Exercise aim
Display every line of the material below that contains the string "dirt". Case counts.
-- Records for processing start --
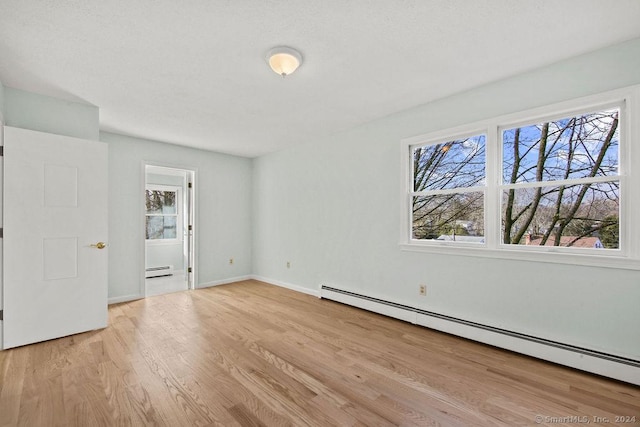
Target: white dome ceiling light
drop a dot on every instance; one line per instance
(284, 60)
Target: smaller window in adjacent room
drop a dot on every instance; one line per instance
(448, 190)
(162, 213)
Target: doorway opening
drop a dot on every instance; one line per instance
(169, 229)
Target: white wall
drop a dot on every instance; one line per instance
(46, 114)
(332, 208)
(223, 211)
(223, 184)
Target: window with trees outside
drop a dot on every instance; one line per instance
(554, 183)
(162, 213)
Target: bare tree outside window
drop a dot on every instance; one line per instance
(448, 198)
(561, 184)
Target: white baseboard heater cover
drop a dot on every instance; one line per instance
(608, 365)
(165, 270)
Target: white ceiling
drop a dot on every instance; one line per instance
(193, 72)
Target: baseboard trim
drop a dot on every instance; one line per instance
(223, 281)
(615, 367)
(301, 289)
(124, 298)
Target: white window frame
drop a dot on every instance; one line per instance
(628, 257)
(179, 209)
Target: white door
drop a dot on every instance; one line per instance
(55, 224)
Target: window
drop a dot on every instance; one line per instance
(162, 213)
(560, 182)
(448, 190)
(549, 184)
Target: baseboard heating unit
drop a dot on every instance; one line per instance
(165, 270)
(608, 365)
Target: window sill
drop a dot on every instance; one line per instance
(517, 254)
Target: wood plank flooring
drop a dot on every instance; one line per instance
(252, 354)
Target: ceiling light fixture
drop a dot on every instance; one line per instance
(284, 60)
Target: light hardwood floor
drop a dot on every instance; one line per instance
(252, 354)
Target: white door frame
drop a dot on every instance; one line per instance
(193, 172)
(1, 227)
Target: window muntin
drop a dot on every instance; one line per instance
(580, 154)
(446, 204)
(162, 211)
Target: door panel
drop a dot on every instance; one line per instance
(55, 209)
-- Records for processing end --
-- Records for processing start --
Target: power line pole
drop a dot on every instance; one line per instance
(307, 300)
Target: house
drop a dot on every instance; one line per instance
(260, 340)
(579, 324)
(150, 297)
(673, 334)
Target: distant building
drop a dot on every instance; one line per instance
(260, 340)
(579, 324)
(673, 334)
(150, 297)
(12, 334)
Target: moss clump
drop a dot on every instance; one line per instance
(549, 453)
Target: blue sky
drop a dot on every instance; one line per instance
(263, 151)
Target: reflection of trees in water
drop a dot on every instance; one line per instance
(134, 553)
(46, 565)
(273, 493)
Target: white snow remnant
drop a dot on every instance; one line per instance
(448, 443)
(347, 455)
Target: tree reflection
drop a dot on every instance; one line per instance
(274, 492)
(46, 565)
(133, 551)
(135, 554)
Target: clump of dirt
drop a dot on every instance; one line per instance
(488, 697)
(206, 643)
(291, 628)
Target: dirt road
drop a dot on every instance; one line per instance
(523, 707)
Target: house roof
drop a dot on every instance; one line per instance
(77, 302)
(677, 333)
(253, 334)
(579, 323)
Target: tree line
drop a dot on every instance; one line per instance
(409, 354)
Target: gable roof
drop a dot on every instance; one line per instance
-- Records for processing end --
-- Records for processing start --
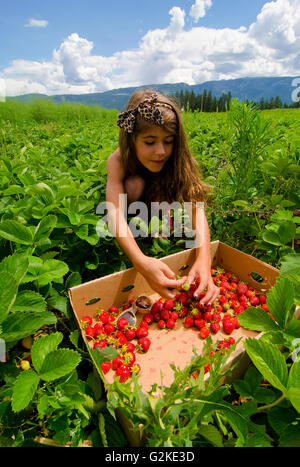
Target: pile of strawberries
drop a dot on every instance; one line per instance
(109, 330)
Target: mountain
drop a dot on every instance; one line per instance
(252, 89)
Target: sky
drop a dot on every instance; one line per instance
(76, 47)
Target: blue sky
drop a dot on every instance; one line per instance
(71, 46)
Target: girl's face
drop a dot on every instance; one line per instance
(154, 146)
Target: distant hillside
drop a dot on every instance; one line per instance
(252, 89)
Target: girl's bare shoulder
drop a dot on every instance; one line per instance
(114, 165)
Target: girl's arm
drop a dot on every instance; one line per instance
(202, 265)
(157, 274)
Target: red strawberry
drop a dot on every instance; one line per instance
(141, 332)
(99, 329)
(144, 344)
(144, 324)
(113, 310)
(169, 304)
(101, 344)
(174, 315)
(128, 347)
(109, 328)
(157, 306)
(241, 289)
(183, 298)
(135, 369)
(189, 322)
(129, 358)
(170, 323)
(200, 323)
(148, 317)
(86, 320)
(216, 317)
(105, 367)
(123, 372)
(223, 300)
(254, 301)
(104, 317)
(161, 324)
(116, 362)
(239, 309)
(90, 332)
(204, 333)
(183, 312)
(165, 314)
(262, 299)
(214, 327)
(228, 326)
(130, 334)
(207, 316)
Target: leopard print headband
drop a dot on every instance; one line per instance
-- Records for processing end --
Finished task
Target: clump of dirt
Target: dirt road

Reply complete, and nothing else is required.